_Exercise goal:_ Format every line of the items below as a numbered list, skipping blank lines. Leave the pictures out of your answer.

[A data block]
━━━━

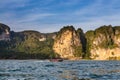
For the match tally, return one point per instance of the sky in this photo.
(51, 15)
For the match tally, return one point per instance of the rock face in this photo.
(4, 32)
(66, 43)
(104, 43)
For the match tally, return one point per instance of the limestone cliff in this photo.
(4, 32)
(104, 43)
(67, 43)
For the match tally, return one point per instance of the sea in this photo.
(66, 70)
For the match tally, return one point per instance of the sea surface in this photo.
(66, 70)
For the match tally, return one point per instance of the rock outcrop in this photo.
(104, 43)
(67, 43)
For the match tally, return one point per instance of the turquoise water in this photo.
(66, 70)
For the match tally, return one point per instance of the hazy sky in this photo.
(51, 15)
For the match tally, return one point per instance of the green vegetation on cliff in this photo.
(35, 45)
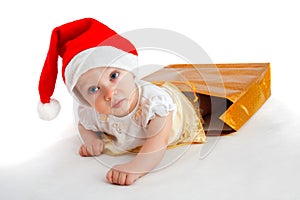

━━━━

_Task result:_
1. For the match tally, return one point per instance of the sky in this photo.
2. (51, 15)
3. For the match tally, return one point per instance of the rock face in this photo.
4. (4, 32)
5. (66, 43)
6. (104, 43)
7. For the match tally, return one point per instance of the limestone cliff in this photo.
8. (4, 32)
9. (104, 43)
10. (67, 43)
11. For the match tally, return one point per instance of the sea in this photo.
12. (66, 70)
13. For the match tally, return one point per instance of the sea surface in this photo.
14. (66, 70)
15. For the match tally, return one point per instance of the rock outcrop in this photo.
16. (104, 43)
17. (67, 43)
18. For the match tally, return one point per instance of the turquoise water in this photo.
19. (66, 70)
20. For the match tally, return one point per instance of the hazy sky in this photo.
21. (51, 15)
22. For the match tally, return one point per instance of the green vegetation on cliff in this photo.
23. (35, 45)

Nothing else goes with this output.